- _Explore the material_
1 – According to the Coral Triangle passage, where are live-caught fish shipped?
2 – Restate word for word everything in the Coral Triangle passage from "Too many reef" down to "in the wild.".

- _Reading passage_
──────

As this hub grows in importance, so do the pressures that could destroy the integrity of the Coral Triangle. Today, new threats are taking a heavy toll on this globally significant ecological complex.

Fishing boats are extracting tuna out of the sea faster than tuna populations can replenish themselves.

Too many reef fish are caught using highly damaging practices, and are exported before they have had a chance to reproduce and sustain the size of their population in the wild.

Every year, thousands of endangered turtles are caught in fishing nets and are traded for their parts, eggs or meat.

And across the Coral Triangle, people are feeling the impacts of climate change.

What is at stake is not just threatened species and ecosystems, but the lives of millions of people.

So what do we do ?

Some of the threats...

In many places in the Coral Triangle, overfishing is fast emptying the waters of valuable marine resources—robbing present and future generations of their food and sources of income. Fish are being caught and shipped alive to high-end restaurants in Hong Kong and Singapore among others. The problem is that many of these species are vulnerable, and often endangered. This trend is driven by an increasing demand for seafood across Asia-Pacific, and made worse by the lack of effective systems to sustainably manage fishing. Help WWF stop overfishing by patronizing responsibly-caught seafood products.

──────

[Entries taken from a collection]
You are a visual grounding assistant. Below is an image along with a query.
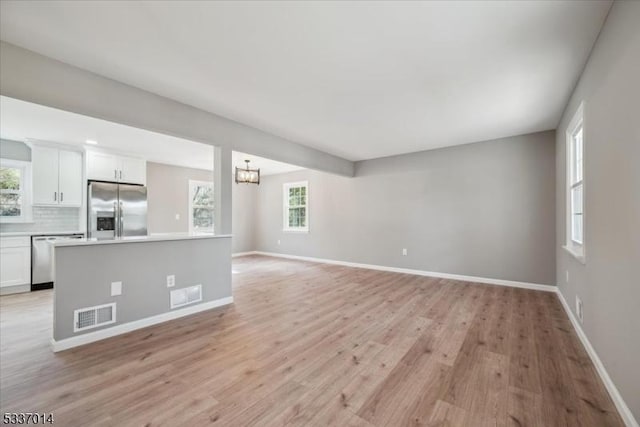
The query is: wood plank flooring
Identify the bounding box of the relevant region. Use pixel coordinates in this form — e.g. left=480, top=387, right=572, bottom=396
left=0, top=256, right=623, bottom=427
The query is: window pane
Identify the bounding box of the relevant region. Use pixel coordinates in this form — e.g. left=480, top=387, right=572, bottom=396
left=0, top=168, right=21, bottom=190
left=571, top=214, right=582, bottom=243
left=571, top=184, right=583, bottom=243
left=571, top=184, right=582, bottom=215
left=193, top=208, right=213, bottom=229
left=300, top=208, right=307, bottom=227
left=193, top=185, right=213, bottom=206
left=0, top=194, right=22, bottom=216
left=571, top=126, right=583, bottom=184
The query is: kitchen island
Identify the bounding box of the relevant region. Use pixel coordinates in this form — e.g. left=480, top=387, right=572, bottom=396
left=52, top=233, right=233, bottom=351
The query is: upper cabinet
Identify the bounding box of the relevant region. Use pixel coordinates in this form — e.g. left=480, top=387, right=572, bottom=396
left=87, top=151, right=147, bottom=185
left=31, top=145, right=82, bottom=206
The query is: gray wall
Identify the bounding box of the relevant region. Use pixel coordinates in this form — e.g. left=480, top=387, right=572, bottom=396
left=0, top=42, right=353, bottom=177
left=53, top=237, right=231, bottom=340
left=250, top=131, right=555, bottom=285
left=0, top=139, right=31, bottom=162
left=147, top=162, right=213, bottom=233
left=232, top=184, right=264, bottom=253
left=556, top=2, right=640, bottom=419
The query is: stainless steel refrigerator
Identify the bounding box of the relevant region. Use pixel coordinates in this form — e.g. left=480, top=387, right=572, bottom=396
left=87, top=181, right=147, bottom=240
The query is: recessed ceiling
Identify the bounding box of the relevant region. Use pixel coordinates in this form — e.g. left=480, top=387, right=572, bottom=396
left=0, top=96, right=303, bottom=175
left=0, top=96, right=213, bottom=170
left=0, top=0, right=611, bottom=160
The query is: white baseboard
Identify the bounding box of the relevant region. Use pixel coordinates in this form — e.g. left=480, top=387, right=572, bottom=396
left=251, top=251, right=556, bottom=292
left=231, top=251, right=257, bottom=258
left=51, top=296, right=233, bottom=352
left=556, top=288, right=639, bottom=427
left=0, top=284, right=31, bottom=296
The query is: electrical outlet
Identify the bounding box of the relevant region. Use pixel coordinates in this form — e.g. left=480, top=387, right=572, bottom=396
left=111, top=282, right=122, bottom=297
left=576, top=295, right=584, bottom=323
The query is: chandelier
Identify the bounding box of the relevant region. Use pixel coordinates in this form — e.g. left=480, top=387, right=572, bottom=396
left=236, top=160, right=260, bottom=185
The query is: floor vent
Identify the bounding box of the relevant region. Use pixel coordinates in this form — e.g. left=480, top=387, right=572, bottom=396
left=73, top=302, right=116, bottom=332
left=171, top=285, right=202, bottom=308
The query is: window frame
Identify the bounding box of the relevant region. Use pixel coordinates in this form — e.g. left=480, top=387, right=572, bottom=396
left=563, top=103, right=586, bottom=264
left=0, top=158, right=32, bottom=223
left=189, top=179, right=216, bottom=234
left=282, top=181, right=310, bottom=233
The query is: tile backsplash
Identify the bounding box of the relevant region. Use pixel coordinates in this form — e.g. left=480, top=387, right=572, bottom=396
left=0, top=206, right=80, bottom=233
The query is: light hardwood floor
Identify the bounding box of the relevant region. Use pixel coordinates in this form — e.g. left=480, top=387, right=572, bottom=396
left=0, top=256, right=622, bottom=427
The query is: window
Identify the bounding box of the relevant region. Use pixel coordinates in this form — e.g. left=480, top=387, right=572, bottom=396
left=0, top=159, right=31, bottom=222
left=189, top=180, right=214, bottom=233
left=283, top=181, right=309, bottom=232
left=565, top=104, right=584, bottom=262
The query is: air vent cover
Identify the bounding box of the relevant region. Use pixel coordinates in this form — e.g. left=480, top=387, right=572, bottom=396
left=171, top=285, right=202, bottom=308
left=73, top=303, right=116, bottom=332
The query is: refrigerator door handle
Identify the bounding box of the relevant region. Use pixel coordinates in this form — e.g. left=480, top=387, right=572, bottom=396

──────

- _Per-task answers_
1 – They are shipped to high-end restaurants in Hong Kong and Singapore, among others.

2 –
Too many reef fish are caught using highly damaging practices, and are exported before they have had a chance to reproduce and sustain the size of their population in the wild.